WHAT TO PRODUCE »
Extract every line of the material below and reproduce it faithfully.

------ MATERIAL PROVIDED ------

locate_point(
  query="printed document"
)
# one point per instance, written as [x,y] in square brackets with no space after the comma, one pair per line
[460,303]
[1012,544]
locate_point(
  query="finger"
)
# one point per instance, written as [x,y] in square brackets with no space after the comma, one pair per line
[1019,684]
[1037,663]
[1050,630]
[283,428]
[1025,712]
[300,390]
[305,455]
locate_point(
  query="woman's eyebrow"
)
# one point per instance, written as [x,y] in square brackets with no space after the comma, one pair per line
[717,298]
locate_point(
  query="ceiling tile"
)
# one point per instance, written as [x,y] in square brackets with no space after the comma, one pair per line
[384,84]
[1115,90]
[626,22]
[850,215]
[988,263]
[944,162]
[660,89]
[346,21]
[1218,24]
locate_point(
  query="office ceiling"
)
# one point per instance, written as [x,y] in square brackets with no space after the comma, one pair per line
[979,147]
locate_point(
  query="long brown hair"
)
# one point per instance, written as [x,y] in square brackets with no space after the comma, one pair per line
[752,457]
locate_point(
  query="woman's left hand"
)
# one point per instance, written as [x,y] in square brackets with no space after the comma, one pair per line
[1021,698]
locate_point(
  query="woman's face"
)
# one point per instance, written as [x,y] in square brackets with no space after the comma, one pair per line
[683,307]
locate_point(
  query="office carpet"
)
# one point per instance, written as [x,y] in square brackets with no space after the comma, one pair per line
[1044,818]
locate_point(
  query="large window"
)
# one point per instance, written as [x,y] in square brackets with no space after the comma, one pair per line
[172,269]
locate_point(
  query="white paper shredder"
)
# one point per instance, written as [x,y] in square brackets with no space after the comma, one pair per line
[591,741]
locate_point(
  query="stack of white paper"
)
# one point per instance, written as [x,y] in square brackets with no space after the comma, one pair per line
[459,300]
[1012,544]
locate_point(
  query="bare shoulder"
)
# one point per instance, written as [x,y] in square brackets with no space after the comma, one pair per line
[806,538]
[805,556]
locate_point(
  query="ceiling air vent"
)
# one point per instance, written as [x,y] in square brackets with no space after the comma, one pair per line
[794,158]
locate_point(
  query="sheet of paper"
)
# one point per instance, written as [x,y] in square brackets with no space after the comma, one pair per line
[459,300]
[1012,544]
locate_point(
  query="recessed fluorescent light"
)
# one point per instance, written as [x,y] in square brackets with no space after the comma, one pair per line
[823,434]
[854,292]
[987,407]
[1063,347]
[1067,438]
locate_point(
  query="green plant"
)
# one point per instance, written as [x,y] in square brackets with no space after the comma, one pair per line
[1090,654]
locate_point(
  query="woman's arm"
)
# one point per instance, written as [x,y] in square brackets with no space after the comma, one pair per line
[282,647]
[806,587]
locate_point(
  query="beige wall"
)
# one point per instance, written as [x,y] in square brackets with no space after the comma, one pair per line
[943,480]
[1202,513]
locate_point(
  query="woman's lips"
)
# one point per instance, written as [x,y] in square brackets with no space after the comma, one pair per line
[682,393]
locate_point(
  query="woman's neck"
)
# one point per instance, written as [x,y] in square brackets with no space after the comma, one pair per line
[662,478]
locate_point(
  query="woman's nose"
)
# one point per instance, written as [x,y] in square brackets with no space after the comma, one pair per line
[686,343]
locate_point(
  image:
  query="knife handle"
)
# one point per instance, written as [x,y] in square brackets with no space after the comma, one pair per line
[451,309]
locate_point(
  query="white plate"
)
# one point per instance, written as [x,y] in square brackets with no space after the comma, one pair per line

------

RESPONSE BELOW »
locate_point(
  query="printed document"
)
# one point per instance, written as [x,y] in square brackets with no space after the comma, one pair per line
[460,303]
[1012,544]
locate_point(
  query="finger"
)
# one point per instance, written as [x,y] in square brackets with no space after the comma, one pair per line
[1019,684]
[1037,663]
[1050,630]
[283,428]
[1025,712]
[300,390]
[305,455]
locate_point(
  query="woman's eyebrow"
)
# one point per instance, written as [x,y] in square brackets with no space after the comma, one pair per line
[717,298]
locate_point(
  query="ceiling tile"
)
# one point per instance, written as [x,y] in square brackets with no space after the comma, one pair per line
[384,84]
[1115,90]
[626,22]
[850,215]
[988,263]
[944,162]
[660,89]
[346,21]
[1218,24]
locate_point(
  query="office ceiling"
)
# one point per instance, written as [x,y] in square brackets with no space after the comma, one pair per line
[979,147]
locate_point(
  query="long brown hair"
)
# one point per instance, written as [x,y] in square brackets with no space after the comma, one pair per line
[752,457]
locate_point(
  query="woman's left hand"
)
# one point per instance, written as [x,y] in square brackets with no space after the comma, one pair per line
[1021,698]
locate_point(
  query="woman's face"
)
# one point per instance, written as [x,y] in square brackets with no space after the comma, one pair per line
[683,307]
locate_point(
  query="office carpet"
)
# one point per instance, written as [x,y] in square brackets with no space after the comma, one pair per line
[1044,818]
locate_point(
  query="large window"
)
# one point per instance, written as [x,y] in square brackets with no space after the comma, one pair per line
[172,269]
locate_point(
  query="white paper shredder"
)
# one point per instance, written as [x,y] in square brackets with no space after the comma, one pair per line
[591,741]
locate_point(
  query="stack of white paper"
)
# one point per instance, written as [x,y] in square brackets with no space after the comma, one pair per line
[459,300]
[1012,544]
locate_point(
  query="bare shoulder"
)
# one point per instance, written as [x,y] in square brackets with no space after the comma, one pair per line
[806,538]
[805,556]
locate_point(
  query="ceiling air vent"
)
# one point per instance, written as [x,y] in square brackets with no space after the comma, one pair per line
[794,158]
locate_point(
  query="sheet of paper"
)
# one point per instance, written as [x,y] in square brackets with no space after the comma, one pair per line
[459,300]
[1012,544]
locate_point(
  query="recessed fluorescent light"
)
# one point per instance, written as [x,y] in square brackets with no space after the comma, one pair per line
[823,434]
[854,292]
[987,407]
[1063,347]
[1067,438]
locate_point(
  query="green plant"
)
# one point per instance, written as [x,y] in square brackets with no space after the comma, one pair per line
[1090,654]
locate_point(
  query="woman's arm"
)
# one point per instance, written as [x,y] in square brackets with no space after the comma, one pair per line
[282,647]
[806,587]
locate_point(
  query="beige wall"
)
# one point per instance, written as [x,y] in square brackets with no space after the comma, one pair per line
[943,480]
[1202,513]
locate_point(
  query="woman's lips"
)
# one point per instance, written as [x,y] in square brackets with no space after the comma, one pair per line
[682,393]
locate_point(
  query="woman's neck"
)
# one point per instance, written as [x,y] in square brackets with no space after the comma, one pair per line
[662,478]
locate_point(
  query="woman's nose"
)
# one point per instance, written as [x,y] in square brackets with no space after the comma, one pair per line
[686,343]
locate_point(
  image:
  query="knife handle"
)
# one point per instance, written as [x,y] in square brackets with no space after the comma, one pair per line
[451,309]
locate_point(
  query="white plate"
)
# one point per instance, written as [x,y] in square brackets with no space after the comma, one pair per line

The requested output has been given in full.